Exercise details: Reproduce only the lines of the records below that run from the line with "tiger's striped fur" up to and including the line with "[(638, 587)]", keeping each one unchanged.

Material to process:
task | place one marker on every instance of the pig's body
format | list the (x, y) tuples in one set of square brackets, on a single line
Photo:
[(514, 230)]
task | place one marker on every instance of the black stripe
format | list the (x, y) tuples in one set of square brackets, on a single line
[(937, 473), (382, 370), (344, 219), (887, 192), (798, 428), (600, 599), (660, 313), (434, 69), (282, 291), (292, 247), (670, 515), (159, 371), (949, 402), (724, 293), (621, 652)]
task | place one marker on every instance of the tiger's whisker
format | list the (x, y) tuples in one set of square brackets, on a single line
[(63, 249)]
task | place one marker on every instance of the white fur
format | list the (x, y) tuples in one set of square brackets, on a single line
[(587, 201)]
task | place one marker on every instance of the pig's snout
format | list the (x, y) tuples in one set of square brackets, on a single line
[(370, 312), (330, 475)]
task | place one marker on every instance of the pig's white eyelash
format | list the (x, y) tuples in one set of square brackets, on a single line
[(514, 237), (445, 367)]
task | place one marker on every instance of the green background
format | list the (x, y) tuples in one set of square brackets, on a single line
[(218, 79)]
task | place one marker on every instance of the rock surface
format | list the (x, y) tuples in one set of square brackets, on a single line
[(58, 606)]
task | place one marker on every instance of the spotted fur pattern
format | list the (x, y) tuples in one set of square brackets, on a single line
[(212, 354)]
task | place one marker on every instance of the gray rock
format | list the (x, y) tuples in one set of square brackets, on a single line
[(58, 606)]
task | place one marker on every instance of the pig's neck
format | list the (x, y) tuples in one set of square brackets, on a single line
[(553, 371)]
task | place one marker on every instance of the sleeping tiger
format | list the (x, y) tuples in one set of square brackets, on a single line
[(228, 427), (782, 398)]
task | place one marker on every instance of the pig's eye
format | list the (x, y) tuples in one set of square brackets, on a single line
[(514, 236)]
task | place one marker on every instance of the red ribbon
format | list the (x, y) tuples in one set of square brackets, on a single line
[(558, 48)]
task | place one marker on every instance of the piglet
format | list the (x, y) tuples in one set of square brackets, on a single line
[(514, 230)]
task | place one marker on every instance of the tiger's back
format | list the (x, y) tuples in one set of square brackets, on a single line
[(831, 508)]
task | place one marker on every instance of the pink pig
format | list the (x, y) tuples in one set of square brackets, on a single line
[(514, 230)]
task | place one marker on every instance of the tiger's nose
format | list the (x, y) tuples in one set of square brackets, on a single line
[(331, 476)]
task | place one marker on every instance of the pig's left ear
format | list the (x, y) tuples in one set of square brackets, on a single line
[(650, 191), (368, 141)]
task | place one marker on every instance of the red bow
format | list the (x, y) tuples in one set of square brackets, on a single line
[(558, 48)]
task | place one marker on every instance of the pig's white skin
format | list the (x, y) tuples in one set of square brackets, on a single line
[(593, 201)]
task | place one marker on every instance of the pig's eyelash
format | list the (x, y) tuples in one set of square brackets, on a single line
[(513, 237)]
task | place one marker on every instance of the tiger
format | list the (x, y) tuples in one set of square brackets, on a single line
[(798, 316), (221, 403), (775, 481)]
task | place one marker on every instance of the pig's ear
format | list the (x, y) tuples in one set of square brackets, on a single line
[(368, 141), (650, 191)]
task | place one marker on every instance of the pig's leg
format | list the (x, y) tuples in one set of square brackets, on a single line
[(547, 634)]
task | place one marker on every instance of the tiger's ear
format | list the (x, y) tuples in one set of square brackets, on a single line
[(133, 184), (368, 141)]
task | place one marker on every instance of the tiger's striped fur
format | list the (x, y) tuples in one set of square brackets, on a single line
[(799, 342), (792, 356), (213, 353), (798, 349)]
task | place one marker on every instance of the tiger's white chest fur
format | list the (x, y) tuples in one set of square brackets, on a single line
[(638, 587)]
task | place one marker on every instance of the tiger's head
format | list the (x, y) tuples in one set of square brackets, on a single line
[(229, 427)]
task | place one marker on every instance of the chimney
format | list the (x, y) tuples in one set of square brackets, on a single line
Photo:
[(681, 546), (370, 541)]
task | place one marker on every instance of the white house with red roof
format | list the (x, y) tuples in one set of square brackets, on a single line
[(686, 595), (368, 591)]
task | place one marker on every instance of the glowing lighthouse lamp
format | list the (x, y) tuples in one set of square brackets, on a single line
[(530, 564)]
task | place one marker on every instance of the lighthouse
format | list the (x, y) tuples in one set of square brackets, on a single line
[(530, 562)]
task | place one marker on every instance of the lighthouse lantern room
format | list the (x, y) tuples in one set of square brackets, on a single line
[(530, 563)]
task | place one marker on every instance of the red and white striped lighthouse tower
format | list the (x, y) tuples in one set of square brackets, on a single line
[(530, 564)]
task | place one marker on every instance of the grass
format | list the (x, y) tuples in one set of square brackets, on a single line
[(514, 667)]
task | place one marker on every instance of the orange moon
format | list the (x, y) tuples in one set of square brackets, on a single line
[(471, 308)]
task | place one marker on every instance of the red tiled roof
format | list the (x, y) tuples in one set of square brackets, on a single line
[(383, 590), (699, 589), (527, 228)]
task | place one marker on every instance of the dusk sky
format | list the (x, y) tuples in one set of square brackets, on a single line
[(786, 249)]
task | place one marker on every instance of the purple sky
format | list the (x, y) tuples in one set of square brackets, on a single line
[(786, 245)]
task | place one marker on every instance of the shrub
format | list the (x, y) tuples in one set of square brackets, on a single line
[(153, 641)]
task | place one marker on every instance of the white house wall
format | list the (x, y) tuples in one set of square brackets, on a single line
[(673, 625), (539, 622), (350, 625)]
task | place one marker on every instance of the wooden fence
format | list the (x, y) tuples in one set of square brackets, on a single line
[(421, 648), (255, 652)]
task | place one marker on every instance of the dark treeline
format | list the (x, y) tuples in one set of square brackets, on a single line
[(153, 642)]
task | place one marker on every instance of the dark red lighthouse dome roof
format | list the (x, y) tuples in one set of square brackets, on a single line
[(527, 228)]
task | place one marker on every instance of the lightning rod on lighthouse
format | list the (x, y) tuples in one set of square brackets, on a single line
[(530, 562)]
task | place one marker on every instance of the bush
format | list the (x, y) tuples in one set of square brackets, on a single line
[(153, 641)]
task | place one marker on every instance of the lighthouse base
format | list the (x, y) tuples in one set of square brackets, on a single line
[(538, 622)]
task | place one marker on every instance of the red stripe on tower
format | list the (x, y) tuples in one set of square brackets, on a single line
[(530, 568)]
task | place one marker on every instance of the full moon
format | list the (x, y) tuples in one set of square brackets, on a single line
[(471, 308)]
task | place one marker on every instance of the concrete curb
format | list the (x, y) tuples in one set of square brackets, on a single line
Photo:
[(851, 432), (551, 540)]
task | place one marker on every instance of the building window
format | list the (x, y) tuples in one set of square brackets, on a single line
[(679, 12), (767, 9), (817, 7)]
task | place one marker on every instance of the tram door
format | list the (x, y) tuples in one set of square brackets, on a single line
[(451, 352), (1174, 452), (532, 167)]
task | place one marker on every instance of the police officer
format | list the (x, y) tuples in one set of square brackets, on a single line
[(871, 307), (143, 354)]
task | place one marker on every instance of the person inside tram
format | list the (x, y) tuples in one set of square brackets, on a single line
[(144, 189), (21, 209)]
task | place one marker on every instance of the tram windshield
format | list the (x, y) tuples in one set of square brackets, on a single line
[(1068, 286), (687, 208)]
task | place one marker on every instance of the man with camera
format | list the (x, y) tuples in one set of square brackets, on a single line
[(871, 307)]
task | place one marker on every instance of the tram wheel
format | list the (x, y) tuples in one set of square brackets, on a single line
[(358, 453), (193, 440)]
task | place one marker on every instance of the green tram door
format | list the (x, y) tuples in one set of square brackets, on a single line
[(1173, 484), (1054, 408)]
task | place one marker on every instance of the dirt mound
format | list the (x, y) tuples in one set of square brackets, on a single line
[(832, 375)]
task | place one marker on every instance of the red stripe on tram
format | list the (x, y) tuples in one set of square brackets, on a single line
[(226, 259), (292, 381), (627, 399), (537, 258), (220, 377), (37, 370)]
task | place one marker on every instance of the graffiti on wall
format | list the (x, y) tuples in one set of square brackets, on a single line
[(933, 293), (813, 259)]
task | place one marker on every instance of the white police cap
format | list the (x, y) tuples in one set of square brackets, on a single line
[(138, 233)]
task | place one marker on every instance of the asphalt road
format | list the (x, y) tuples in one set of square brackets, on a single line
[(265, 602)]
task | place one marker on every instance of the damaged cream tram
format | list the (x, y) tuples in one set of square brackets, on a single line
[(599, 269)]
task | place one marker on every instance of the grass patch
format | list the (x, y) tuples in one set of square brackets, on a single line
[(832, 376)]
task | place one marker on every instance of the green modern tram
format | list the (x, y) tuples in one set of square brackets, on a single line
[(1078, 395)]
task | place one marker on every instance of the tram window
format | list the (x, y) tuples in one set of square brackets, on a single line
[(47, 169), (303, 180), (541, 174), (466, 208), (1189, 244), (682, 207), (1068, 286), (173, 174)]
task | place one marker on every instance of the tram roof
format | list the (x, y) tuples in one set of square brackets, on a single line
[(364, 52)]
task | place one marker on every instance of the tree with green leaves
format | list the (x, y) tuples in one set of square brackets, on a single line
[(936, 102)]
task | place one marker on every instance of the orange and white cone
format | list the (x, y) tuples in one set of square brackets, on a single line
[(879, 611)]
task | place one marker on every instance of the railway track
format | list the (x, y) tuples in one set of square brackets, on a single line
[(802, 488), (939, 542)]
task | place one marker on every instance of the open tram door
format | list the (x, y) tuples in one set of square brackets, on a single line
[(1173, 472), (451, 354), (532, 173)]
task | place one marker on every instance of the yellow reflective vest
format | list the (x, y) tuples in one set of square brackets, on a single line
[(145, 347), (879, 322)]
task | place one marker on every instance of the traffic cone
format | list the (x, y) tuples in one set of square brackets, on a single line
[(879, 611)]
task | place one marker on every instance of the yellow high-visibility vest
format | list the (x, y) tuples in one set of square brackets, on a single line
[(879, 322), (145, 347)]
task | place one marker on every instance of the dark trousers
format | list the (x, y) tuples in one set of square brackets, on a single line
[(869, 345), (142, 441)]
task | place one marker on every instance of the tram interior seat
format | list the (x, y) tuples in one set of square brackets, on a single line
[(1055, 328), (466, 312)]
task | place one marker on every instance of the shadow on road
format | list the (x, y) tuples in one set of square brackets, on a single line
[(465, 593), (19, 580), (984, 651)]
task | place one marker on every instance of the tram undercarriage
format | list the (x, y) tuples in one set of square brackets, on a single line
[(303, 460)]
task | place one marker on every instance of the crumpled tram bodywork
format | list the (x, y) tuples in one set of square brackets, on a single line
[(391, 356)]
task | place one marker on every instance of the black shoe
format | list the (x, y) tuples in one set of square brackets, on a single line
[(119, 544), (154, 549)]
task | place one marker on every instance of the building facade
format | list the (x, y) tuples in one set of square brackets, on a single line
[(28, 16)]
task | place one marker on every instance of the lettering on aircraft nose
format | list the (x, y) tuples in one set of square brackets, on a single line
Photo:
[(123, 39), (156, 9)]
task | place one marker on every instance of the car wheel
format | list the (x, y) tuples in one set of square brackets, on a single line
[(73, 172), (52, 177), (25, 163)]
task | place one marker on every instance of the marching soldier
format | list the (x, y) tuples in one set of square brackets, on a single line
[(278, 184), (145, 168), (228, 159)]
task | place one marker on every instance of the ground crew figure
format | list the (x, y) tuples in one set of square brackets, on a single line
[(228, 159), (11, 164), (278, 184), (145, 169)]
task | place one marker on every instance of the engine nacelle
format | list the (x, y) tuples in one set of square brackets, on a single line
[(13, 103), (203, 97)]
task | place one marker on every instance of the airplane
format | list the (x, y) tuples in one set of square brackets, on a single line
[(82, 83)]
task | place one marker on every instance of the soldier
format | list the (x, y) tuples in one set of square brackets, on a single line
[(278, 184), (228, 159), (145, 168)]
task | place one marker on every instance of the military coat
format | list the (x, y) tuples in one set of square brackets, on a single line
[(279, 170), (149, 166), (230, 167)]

Answer to the task:
task | place one marker on every instance of the tiger's striped fur
format | list the (x, y) tuples in one set of square brackets, on a single line
[(799, 342), (792, 356), (213, 353), (798, 349)]
task | place one marker on every instance of the tiger's white chest fur
format | list the (x, y) tuples in one set of square brackets, on a single line
[(638, 587)]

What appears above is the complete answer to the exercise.